## begin Records to process

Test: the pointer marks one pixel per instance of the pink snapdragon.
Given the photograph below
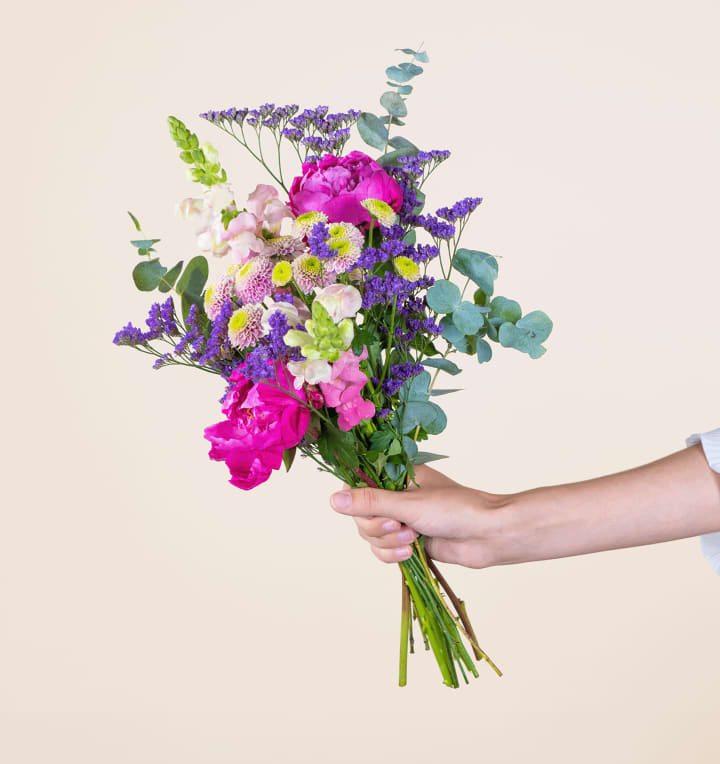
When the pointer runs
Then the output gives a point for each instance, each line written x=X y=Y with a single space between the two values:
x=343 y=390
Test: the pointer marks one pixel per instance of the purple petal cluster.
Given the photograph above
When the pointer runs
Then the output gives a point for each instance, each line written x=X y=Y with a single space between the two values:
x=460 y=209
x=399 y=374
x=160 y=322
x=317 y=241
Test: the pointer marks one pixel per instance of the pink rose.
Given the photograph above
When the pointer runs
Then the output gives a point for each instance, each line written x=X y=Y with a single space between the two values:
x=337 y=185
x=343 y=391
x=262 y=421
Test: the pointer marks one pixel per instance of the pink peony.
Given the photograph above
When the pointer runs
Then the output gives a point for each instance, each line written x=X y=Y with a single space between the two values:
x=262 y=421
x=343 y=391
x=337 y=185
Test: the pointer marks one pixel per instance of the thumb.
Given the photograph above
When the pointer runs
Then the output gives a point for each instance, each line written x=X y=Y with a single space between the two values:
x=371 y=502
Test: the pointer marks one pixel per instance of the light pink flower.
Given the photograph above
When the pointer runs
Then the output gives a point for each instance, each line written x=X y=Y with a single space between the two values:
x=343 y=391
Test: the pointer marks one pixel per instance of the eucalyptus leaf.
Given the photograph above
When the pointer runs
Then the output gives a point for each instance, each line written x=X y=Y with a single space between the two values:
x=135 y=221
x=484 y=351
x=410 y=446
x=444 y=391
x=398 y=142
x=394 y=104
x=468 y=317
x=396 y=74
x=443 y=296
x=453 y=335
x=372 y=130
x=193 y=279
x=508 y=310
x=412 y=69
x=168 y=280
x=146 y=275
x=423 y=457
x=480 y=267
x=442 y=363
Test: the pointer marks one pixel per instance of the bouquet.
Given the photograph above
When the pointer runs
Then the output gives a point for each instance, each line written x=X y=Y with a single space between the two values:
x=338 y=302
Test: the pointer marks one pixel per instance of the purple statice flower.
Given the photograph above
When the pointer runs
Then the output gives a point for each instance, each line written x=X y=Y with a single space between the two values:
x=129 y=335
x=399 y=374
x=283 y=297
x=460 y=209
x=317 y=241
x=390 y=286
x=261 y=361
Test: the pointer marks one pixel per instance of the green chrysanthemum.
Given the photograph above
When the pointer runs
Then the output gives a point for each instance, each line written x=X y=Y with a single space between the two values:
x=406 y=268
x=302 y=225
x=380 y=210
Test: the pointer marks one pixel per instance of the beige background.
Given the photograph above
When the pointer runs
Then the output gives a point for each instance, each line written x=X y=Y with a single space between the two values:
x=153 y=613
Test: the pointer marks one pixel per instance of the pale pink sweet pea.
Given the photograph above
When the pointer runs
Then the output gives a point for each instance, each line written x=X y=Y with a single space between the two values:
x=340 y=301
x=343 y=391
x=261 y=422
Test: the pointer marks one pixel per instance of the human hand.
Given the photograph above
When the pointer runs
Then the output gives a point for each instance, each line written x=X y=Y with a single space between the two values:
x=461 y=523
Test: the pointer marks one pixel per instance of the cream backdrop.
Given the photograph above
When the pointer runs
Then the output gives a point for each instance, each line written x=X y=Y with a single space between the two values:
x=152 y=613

## end Records to process

> **Set task**:
Change every "photograph" in these lines to "image", and keep everything else as it is. Leave the pictures out of your answer.

> **Expected answer**:
Test: the pointer marks one pixel per instance of the pink snapdragon.
Given the image below
When the pointer runs
Then the output gives a point for each instance, each line written x=X y=Y with a single space between the two values:
x=343 y=390
Test: the pointer marks one pixel per instance of the purple petal cluster.
Given the image above
When the pointer runs
Then the output gives a point for each instance, each line written x=X y=Y with a single space between the two values:
x=460 y=209
x=399 y=374
x=160 y=322
x=317 y=241
Test: the pointer marks one pixel per instance of the pink rose.
Given the image above
When the pointer runs
Then the output gives a point for each instance, each line written x=X y=Y with a single space between the two values:
x=337 y=185
x=343 y=391
x=262 y=421
Test: the pointer marks one pixel per instance of the pink peony.
Given the image above
When the pointer runs
Then the output gives a point for each instance, each line written x=X y=Y with a single space between the two values:
x=262 y=421
x=343 y=391
x=337 y=185
Test: the pointer marks one pixel per instance of the thumb.
Given the image above
When the pointer runs
Then the output gives a point for each instance, each line written x=X y=Y with a single space between the two values:
x=371 y=502
Test: the pointer marks one pixel per instance of the light pink flower.
Given the image above
When the pointer runs
Then the output gives a point for each instance, each line written x=X y=Y with a single space between the two values:
x=343 y=391
Test: the pointer marks one pixel per instance of the eucalyptus leaf.
Given the image above
When the pointer runs
Then the output gives a point for each instance, each line written x=X y=Y with a single space between the two values:
x=135 y=221
x=484 y=351
x=410 y=446
x=444 y=391
x=398 y=142
x=394 y=104
x=468 y=317
x=396 y=74
x=443 y=296
x=453 y=335
x=372 y=130
x=193 y=279
x=508 y=310
x=412 y=69
x=168 y=280
x=146 y=275
x=423 y=457
x=480 y=267
x=442 y=363
Test: the pointer marks one pixel per instance of the bouquet.
Given the image above
When the pointer runs
Then the output gives a point for each instance, each line written x=X y=Y with a single space between the two values:
x=338 y=302
Test: the pointer marks one pixel per instance of the purple statice flower.
Given the image above
When the pointer runs
Then the output gives a point for each instance, each line written x=X y=Y with a single space between the two values:
x=129 y=335
x=399 y=374
x=283 y=297
x=460 y=209
x=317 y=241
x=390 y=286
x=261 y=361
Test: the pointer marks one pixel per instance of the green chrysanthemum.
Given the image above
When the pointer runs
Then the output gives a point for each instance, each line written x=X y=Y with a single space between the two values:
x=406 y=268
x=302 y=225
x=380 y=210
Test: the pointer marks one pixel per instance of the beige background.
Given the image above
When the pointer runs
Then the output gives a point for each instance, each line written x=X y=Y with a single space between the two values:
x=153 y=613
Test: the pointer marks one pixel per instance of the pale pink sweet pea.
Given the image above
When the pointer runs
Then the output gives a point for each instance, each line written x=X y=Y with a single space between the two values:
x=340 y=301
x=343 y=391
x=261 y=422
Test: the pointer marks one pixel per instance of the human hand.
Given the image above
When the pointer runs
Then the output gives a point for each instance, each line written x=X y=Y with a single space between the two values:
x=461 y=523
Test: the pointer marks one pixel per instance of the cream backdrop.
Given the image above
When the pointer runs
Then the output gives a point for each instance, each line written x=X y=Y with a single space between the two values:
x=152 y=613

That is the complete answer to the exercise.